▶ **Extrait source**

>>>

Algérie / Nous avons perdu «Liberté», ne perdons pas «El Watan» : Un journal en péril n’est jamais une bonne nouvelle

“Freedom of the press, if it means anything at all, means the freedom to criticize and oppose” (George Orwell, English novelist)

“The liberty of the press is essential to the security of the state” (John Adams, former U.S. President, 1797-1801)

“Independence of the media, freedom of the press, freedom of expression and the right of access to information are vital if the media are to be able to perform their watchdog function in a democratic society governed by the rule of law” (Oscar Auliq-Ice, American writer)

“Freedom of the press is the mortar that binds together the bricks of democracy—and it is also the open window embedded in those bricks” (Shashi Tharoor, Indian diplomat, former UN Under-Secretary General)

Par Arezki Ighemat *


Le 14 avril 2022 (soit il y a à peine quatre mois), le journal Liberté – dont le nom est à lui seul symbolique car la liberté constitue l’un des droits fondamentaux de l’homme — a définitivement cessé de paraître. Le journal avait vu le jour le 27 juin 1992 (soit depuis environ trente années) à la suite des réformes économiques et politiques de 1989, elles-mêmes résultat des émeutes du 5 octobre 1988.

<<<

▶ **Enregistrements à traiter**

>>>

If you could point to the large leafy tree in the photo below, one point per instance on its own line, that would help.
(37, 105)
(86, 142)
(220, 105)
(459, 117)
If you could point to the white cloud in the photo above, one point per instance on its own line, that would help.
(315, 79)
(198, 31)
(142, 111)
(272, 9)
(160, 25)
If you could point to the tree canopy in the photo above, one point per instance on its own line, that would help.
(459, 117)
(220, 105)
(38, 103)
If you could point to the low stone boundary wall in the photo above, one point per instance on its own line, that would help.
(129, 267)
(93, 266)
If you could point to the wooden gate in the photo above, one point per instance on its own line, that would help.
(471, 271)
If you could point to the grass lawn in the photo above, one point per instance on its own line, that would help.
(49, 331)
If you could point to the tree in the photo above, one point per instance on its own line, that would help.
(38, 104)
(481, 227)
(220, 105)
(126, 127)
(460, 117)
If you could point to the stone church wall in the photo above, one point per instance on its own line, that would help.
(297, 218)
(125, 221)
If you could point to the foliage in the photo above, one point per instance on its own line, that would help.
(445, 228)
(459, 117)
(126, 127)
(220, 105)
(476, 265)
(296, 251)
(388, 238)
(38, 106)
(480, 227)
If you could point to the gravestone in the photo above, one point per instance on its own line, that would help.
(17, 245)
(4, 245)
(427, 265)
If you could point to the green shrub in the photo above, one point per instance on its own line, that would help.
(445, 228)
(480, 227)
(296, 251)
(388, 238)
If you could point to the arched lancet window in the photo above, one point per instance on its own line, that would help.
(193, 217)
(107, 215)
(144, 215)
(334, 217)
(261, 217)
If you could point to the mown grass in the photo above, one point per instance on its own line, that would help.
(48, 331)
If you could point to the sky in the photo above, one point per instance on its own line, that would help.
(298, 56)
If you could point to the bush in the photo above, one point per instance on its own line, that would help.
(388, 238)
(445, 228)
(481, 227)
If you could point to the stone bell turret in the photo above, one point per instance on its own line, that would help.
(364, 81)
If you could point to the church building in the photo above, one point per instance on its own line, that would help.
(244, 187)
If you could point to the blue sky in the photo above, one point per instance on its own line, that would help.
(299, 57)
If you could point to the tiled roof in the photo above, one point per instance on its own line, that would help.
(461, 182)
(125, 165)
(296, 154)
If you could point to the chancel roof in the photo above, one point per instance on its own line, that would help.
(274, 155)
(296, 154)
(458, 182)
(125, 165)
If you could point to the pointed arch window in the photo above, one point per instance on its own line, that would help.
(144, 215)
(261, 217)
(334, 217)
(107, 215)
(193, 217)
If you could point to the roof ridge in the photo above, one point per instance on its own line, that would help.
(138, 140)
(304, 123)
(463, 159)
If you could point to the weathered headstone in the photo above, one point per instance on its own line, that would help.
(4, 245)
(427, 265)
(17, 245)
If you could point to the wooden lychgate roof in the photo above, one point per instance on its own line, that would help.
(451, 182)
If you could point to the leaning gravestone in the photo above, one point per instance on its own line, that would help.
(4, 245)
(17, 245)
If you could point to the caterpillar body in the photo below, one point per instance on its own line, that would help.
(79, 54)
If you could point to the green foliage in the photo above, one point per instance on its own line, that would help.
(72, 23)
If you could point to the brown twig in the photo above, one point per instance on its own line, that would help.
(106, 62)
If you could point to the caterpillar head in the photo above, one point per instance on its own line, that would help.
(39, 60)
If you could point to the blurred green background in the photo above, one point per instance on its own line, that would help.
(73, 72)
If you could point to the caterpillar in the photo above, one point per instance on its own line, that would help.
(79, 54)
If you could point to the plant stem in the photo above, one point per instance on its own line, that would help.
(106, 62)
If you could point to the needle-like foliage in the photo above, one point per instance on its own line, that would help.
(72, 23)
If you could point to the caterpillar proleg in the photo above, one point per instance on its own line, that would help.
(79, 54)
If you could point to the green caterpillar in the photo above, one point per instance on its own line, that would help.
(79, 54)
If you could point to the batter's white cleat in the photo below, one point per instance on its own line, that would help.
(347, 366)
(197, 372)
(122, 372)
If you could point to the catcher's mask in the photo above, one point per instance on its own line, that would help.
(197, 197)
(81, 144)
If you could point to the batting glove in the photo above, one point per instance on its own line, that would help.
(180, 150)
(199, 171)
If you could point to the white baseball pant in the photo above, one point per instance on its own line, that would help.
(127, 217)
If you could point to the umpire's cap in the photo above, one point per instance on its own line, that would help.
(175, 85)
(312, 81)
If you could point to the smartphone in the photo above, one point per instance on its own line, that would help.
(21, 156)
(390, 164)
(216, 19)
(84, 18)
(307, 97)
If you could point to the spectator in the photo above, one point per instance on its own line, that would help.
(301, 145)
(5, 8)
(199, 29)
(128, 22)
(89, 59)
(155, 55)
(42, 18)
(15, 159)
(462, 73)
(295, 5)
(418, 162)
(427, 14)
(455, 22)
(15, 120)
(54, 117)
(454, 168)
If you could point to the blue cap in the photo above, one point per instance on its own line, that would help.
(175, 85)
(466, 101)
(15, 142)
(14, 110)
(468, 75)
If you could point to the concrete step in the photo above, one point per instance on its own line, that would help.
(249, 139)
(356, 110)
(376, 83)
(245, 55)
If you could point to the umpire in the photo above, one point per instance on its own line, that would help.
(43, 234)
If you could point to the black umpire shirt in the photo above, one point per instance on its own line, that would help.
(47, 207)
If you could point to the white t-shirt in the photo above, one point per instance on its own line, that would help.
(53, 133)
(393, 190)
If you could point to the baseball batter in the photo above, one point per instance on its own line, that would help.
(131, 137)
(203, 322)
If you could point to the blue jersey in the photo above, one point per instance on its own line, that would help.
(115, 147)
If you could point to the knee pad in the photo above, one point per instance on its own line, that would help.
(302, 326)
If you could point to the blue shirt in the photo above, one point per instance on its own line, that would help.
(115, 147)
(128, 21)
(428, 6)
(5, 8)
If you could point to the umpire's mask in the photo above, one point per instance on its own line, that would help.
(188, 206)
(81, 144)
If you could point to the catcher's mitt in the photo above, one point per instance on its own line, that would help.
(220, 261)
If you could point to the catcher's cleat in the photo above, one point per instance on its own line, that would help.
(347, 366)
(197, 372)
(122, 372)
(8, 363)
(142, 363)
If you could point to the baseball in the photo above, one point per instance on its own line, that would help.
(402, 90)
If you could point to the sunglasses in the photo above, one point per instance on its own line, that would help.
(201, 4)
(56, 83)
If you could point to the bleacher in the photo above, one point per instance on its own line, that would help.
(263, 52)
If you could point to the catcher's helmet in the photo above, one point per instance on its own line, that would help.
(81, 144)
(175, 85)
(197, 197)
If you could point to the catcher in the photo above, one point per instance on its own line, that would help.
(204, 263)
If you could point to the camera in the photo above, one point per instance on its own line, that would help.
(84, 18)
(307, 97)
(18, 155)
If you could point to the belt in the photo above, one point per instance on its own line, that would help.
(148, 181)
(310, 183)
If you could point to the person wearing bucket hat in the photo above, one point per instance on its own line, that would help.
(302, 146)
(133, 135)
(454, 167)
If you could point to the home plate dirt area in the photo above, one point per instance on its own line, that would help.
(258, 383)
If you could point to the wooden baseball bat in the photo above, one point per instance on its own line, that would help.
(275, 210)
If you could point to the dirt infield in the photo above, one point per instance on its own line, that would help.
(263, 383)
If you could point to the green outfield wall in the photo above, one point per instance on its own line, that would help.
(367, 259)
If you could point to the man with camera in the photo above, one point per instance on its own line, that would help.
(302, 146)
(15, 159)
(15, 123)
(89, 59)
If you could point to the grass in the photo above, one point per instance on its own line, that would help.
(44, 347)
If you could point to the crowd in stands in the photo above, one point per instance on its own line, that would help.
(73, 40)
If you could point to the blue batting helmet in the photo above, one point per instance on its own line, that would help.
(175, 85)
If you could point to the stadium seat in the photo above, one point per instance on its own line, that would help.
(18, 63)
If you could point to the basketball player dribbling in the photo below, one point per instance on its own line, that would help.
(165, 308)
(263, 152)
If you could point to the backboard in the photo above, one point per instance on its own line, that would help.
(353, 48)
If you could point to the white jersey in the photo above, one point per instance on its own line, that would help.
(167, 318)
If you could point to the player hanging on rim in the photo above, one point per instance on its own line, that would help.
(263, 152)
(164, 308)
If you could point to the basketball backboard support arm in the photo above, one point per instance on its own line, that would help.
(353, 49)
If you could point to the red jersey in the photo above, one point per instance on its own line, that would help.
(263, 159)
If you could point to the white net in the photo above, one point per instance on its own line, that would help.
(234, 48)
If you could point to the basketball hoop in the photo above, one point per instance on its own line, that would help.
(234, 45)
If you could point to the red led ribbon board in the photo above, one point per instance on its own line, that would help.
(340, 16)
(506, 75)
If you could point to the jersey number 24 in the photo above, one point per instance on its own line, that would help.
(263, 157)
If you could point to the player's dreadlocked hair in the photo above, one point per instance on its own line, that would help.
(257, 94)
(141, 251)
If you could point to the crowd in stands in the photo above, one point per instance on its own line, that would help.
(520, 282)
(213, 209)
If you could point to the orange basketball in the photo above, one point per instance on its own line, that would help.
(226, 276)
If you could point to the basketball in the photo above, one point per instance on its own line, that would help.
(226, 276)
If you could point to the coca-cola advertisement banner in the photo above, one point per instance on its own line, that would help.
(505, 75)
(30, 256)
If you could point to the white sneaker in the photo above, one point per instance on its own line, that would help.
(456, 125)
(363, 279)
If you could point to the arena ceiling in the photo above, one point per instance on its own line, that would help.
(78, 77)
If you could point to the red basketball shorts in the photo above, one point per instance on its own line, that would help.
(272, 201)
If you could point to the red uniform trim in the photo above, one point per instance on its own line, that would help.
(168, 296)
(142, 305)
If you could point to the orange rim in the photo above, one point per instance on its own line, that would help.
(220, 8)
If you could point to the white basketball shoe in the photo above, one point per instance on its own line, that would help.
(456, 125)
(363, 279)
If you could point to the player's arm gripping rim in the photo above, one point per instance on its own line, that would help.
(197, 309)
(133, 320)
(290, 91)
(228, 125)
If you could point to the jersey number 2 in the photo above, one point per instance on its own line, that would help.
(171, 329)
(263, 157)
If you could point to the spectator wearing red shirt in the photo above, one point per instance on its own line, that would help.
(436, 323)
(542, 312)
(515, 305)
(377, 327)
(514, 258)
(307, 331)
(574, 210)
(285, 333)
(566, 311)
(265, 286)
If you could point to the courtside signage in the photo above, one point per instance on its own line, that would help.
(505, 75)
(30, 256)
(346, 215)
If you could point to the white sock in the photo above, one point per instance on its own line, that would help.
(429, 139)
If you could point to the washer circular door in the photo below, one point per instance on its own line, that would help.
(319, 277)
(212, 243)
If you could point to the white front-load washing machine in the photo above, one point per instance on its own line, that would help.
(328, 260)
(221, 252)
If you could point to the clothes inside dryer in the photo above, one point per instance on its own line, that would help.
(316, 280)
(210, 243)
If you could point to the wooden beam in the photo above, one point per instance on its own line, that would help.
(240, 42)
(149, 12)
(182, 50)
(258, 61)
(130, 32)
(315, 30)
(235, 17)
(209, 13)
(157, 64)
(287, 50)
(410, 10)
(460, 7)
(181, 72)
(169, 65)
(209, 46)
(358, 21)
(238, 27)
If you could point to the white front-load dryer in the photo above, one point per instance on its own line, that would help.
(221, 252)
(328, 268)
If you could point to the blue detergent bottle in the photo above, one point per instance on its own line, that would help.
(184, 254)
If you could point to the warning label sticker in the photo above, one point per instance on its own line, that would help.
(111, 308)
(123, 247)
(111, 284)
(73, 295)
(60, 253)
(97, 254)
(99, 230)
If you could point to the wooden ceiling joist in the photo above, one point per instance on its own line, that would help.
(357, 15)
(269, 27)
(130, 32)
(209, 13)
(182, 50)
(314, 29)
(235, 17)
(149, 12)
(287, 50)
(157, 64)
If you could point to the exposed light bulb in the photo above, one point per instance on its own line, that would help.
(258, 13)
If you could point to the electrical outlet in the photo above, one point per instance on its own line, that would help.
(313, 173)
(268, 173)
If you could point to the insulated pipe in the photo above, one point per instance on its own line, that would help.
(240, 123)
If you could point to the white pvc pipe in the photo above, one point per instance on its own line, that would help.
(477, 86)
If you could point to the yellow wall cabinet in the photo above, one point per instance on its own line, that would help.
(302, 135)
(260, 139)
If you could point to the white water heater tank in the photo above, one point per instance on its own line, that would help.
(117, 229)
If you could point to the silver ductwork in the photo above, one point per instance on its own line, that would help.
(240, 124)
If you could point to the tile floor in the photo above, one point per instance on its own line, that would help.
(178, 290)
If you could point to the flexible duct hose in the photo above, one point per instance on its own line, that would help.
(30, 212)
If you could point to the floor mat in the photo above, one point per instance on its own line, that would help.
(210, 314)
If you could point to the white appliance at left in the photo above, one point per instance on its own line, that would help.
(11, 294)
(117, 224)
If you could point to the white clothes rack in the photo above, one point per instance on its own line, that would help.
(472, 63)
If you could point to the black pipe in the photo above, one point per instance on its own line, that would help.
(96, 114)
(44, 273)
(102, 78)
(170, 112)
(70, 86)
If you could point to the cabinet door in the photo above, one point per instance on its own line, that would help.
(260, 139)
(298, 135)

<<<

▶ **Problème posé 1**
Transformez en liste numérotée les enregistrements, de la ligne contenant « If you could point to the yellow » jusqu'à la fin des enregistrements incluse, en laissant de côté les lignes vides.
▶ **Problème posé 2**
Rédigez la suite de l'article sur la disparition du journal Liberté.

▶ **Réponse rédigée 1**
1. If you could point to the yellow wall cabinet in the photo above, one point per instance on its own line, that would help.
2. (302, 135)
3. (260, 139)
4. If you could point to the white water heater tank in the photo above, one point per instance on its own line, that would help.
5. (117, 229)
6. If you could point to the silver ductwork in the photo above, one point per instance on its own line, that would help.
7. (240, 124)
8. If you could point to the tile floor in the photo above, one point per instance on its own line, that would help.
9. (178, 290)
10. If you could point to the flexible duct hose in the photo above, one point per instance on its own line, that would help.
11. (30, 212)
12. If you could point to the floor mat in the photo above, one point per instance on its own line, that would help.
13. (210, 314)
14. If you could point to the white appliance at left in the photo above, one point per instance on its own line, that would help.
15. (11, 294)
16. (117, 224)
17. If you could point to the white clothes rack in the photo above, one point per instance on its own line, that would help.
18. (472, 63)
19. If you could point to the black pipe in the photo above, one point per instance on its own line, that would help.
20. (96, 114)
21. (44, 273)
22. (102, 78)
23. (170, 112)
24. (70, 86)
25. If you could point to the cabinet door in the photo above, one point per instance on its own line, that would help.
26. (260, 139)
27. (298, 135)

▶ **Réponse rédigée 2**
Les circonstances avouées de sa disparition du paysage médiatique algérien étaient une situation financière intenable, et ce, en dépit de la toute-puissance financière de son propriétaire, le très connu Isaad Rebrab, propriétaire de Cevital, le géant de l’industrie algérienne. Cependant, pour certaines sources, les raisons de cette fermeture se trouvent ailleurs, quelque part dans la sphère politico-économique. Depuis quelques semaines —en réalité depuis plusieurs mois— un autre fleuron de la presse privée algérienne est menacé de connaître le même sort. Il s’agit du fameux journal El Watan —dont le nom est peut-être encore plus emblématique puisqu’il porte le nom de «nation» ou «patrie». Mêmes raisons officielles, une situation financière difficile à transcender en dépit du prestige du journal et de l’importance de son lectorat. El Watan a pris naissance le 8 octobre 1990 suite à la promulgation de la loi 90-07 du 3 avril 1990 ouvrant le champ médiatique à la presse privée en Algérie. Son célèbre caricaturiste —surnommé HIC— avait illustré, en 2010, à l’occasion de son vingtième anniversaire, sa première page par les mots suivants décrivant les étapes traversées par le journal : «El Watan est né sous Chadli, a espéré sous Boudiaf, a résisté sous Zeroual, et a survécu sous Bouteflika». Quelles sont les conséquences de la disparition éventuelle du journal sur le collectif des journalistes et sur la liberté de la presse en Algérie ? C’est ce que propose cet article d’analyser.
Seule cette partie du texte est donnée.